======== PROVIDED INFORMATION ========

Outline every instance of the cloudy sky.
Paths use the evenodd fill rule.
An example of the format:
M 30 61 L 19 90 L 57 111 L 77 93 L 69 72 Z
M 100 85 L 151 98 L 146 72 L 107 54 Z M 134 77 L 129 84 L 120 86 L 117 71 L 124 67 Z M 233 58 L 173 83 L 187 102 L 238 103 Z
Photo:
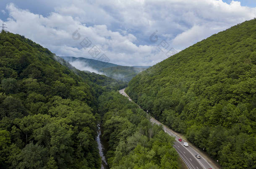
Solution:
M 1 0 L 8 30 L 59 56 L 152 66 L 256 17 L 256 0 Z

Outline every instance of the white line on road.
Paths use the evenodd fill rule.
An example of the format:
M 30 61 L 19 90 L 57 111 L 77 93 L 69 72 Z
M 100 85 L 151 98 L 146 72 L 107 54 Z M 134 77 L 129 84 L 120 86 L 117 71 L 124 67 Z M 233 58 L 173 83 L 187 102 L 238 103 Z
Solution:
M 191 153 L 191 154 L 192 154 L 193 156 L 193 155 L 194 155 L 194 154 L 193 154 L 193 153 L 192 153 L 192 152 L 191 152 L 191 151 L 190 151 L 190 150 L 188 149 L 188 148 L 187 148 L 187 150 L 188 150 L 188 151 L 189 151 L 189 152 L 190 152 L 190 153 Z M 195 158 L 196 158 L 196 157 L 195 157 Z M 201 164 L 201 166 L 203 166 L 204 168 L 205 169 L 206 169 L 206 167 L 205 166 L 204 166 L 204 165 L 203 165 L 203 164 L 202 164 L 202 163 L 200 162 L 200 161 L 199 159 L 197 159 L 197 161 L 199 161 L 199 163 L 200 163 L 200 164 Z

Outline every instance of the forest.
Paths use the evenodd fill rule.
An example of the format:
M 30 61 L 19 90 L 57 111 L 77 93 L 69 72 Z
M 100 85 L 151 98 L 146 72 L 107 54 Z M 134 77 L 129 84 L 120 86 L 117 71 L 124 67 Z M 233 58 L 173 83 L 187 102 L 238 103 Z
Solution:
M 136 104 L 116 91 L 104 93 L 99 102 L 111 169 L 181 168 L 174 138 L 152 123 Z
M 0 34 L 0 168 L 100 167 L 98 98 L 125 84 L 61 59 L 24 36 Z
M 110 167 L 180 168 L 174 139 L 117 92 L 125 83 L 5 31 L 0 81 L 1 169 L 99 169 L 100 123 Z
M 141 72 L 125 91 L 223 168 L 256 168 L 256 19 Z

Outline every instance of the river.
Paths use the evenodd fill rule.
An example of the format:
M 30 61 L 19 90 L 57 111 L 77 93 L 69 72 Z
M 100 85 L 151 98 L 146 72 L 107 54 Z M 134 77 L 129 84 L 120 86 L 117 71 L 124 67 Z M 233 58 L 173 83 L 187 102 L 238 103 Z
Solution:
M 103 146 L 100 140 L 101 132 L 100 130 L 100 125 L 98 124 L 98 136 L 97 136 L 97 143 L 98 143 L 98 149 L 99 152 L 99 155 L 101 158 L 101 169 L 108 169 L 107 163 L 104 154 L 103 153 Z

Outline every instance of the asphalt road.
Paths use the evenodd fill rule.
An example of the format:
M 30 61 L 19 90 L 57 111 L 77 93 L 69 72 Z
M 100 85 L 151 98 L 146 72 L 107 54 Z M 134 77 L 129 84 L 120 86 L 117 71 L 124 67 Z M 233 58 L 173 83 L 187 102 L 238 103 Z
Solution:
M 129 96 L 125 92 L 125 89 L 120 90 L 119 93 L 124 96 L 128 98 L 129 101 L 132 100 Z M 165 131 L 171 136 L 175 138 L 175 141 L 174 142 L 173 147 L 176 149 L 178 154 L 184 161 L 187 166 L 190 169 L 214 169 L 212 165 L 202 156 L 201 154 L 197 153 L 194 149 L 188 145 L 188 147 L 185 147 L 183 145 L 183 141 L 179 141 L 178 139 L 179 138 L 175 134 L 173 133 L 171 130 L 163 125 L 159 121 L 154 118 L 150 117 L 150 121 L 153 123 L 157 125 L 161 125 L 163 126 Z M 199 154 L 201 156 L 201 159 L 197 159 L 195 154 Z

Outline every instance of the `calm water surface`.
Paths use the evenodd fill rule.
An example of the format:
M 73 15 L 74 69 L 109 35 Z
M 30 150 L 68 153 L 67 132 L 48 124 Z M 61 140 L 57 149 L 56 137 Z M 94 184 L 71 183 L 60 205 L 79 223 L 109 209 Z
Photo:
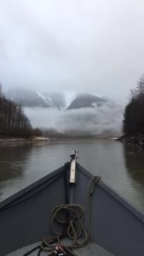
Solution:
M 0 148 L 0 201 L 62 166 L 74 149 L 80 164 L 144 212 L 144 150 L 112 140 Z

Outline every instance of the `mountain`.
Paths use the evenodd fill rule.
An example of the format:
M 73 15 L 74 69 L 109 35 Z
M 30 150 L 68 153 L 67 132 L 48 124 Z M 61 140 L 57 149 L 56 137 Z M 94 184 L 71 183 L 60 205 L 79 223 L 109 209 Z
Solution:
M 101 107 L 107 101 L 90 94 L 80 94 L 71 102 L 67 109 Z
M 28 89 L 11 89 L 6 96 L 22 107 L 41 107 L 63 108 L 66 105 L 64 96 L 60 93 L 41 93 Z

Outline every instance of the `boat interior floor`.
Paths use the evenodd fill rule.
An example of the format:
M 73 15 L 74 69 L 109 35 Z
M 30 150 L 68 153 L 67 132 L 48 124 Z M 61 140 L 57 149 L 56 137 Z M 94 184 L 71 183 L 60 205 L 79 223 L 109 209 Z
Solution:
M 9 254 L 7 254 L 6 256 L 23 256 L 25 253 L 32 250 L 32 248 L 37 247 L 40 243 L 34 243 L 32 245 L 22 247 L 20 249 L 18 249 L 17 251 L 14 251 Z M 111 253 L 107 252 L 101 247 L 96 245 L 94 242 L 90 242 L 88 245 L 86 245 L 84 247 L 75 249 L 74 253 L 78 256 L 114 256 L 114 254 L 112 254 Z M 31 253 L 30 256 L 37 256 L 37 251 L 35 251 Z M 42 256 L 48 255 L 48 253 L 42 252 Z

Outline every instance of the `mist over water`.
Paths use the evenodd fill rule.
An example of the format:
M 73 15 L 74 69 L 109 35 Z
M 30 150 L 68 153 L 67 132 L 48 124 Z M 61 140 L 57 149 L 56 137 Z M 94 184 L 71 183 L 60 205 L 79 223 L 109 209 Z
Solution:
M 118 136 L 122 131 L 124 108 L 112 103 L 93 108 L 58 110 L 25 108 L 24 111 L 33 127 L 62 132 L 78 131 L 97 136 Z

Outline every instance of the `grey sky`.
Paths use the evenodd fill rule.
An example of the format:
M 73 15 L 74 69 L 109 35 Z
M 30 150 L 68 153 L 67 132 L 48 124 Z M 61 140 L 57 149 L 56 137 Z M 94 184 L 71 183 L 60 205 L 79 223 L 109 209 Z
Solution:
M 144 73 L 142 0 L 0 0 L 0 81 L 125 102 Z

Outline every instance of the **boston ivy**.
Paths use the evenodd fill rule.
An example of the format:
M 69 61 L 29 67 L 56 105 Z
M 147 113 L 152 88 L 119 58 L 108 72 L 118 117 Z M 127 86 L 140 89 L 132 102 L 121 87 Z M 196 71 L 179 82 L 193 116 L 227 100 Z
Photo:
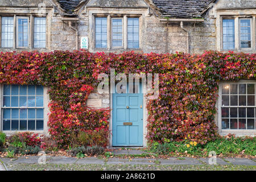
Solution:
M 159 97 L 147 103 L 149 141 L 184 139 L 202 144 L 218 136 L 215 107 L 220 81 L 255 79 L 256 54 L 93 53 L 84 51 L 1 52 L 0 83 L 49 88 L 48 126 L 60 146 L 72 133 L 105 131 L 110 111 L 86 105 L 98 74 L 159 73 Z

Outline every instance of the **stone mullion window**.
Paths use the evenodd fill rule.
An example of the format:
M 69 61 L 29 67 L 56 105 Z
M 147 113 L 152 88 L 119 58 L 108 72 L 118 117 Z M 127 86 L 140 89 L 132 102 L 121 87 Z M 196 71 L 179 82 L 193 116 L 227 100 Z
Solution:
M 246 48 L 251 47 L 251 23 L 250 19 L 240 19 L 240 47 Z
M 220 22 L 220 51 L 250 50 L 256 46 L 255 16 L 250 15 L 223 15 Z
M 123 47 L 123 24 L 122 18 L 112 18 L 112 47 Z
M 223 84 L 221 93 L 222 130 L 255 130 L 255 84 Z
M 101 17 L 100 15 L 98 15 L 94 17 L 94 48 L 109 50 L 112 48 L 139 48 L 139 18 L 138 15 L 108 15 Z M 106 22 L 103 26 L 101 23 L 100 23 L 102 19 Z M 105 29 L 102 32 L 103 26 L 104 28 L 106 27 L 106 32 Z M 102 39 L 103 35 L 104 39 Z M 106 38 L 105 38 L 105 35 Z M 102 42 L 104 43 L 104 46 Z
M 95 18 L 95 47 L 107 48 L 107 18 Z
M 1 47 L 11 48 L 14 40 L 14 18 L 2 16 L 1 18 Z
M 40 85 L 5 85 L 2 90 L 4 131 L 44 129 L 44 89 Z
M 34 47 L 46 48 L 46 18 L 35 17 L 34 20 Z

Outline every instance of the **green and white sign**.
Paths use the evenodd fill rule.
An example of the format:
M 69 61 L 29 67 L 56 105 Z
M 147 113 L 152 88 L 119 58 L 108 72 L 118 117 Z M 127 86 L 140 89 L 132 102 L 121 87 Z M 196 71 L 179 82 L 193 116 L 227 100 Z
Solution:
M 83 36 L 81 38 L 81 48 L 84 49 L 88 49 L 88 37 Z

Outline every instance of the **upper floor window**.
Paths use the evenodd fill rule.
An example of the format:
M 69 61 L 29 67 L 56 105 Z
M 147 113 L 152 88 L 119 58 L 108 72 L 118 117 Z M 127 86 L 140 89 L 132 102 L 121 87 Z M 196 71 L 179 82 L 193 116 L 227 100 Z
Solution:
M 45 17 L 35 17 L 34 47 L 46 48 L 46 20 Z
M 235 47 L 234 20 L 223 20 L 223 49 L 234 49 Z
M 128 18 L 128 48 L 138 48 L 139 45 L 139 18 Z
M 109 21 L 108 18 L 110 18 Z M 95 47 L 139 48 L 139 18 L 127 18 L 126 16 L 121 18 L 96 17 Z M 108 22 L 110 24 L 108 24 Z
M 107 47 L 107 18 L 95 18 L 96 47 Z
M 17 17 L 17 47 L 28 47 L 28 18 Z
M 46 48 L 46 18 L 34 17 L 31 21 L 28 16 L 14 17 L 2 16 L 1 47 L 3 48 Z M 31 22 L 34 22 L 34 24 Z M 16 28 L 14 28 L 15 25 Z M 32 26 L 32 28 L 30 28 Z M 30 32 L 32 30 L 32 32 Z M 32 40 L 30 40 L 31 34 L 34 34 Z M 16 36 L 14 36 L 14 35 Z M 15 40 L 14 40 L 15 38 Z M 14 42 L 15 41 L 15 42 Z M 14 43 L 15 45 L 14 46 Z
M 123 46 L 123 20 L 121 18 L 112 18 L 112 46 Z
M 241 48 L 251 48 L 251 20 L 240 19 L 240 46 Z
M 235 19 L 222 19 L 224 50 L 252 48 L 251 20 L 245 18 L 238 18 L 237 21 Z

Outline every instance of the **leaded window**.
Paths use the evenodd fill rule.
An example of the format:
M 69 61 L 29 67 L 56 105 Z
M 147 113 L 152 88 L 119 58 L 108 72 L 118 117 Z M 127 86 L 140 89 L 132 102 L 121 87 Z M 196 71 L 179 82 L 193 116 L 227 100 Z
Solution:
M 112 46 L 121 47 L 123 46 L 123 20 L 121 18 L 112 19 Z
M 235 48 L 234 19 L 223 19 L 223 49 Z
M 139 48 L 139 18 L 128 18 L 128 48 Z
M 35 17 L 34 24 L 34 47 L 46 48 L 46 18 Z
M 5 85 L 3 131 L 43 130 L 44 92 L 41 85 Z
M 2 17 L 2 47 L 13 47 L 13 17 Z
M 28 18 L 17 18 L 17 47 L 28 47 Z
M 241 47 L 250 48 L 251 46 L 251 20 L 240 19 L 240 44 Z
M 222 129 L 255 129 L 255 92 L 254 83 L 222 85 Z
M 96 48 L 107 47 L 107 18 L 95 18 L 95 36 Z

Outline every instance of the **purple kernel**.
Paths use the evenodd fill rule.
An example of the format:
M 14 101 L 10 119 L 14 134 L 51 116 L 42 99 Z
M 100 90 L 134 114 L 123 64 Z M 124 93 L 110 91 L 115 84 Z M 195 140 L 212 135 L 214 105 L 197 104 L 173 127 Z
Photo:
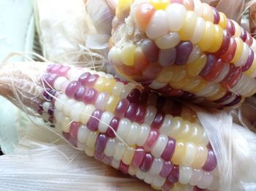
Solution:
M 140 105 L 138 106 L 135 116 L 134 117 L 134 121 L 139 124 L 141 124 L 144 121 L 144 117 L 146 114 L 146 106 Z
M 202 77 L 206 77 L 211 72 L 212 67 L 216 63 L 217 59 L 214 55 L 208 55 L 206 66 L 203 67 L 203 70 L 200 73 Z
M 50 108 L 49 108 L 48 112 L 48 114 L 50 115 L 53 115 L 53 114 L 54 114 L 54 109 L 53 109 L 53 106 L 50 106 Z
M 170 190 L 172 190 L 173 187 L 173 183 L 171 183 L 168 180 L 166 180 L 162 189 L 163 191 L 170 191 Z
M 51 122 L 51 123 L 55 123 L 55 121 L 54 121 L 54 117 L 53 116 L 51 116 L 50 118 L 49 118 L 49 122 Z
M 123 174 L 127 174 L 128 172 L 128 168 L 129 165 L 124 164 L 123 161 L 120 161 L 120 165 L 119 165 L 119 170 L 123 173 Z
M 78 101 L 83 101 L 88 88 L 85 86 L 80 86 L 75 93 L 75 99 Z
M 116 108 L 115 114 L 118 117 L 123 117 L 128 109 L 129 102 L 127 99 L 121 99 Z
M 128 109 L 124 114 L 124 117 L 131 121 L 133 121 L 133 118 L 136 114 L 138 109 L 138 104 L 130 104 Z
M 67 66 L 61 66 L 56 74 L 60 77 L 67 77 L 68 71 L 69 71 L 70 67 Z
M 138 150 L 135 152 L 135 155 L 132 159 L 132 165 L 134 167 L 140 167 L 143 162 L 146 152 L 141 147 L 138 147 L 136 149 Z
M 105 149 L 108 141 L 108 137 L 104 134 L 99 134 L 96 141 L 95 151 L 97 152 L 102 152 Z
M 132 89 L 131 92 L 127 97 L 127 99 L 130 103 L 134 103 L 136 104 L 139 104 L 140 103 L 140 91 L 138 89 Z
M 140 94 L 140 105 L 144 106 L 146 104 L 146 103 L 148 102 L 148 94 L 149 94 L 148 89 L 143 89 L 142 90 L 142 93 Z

========

◆ **REQUEST**: Reproduce only the lines between the one containing "Outline every instance of the **green" and the one containing "M 235 19 L 222", inclusive, substituting "Answer" for "Solution" and changing nothing else.

◆ **EXERCISE OUTPUT**:
Outline every instance of the **green and white sign**.
Paths use the evenodd fill rule.
An example of the format:
M 69 61 L 29 67 L 56 105 Z
M 147 113 L 152 88 L 119 58 L 108 72 L 118 117 Z M 127 86 L 140 89 L 132 102 L 121 87 Z M 196 71 L 179 82 L 193 116 L 227 100 Z
Answer:
M 83 36 L 81 38 L 81 48 L 84 49 L 88 49 L 88 37 Z

Outline every instance of the **upper floor window**.
Paths use the evenodd fill rule.
An example of the format:
M 69 61 L 29 67 L 56 105 Z
M 147 113 L 152 88 L 119 58 L 108 72 L 118 117 Z M 127 86 L 140 89 L 132 102 L 121 87 Z M 196 71 L 179 82 L 193 116 L 227 100 Z
Answer:
M 45 17 L 35 17 L 34 47 L 46 48 L 46 20 Z
M 235 47 L 234 20 L 223 20 L 223 49 L 234 49 Z
M 128 18 L 128 48 L 138 48 L 139 45 L 139 18 Z
M 109 21 L 108 18 L 110 18 Z M 95 47 L 139 48 L 139 18 L 127 18 L 126 16 L 121 18 L 96 17 Z M 108 22 L 110 24 L 108 24 Z
M 107 47 L 107 18 L 95 18 L 96 47 Z
M 17 17 L 17 47 L 28 47 L 28 18 Z
M 46 48 L 46 18 L 34 17 L 31 21 L 28 16 L 14 17 L 2 16 L 1 47 L 3 48 Z M 31 22 L 34 22 L 34 24 Z M 16 28 L 14 28 L 15 25 Z M 32 26 L 32 28 L 30 28 Z M 30 32 L 32 30 L 32 32 Z M 32 40 L 30 40 L 31 34 L 34 34 Z M 16 36 L 14 36 L 14 35 Z M 15 40 L 14 40 L 15 38 Z M 14 42 L 15 41 L 15 42 Z M 14 43 L 15 45 L 14 46 Z
M 123 46 L 123 20 L 121 18 L 112 18 L 112 46 Z
M 241 48 L 251 48 L 251 20 L 240 19 L 240 46 Z
M 235 19 L 222 19 L 224 50 L 252 48 L 251 20 L 245 18 L 238 18 L 237 21 Z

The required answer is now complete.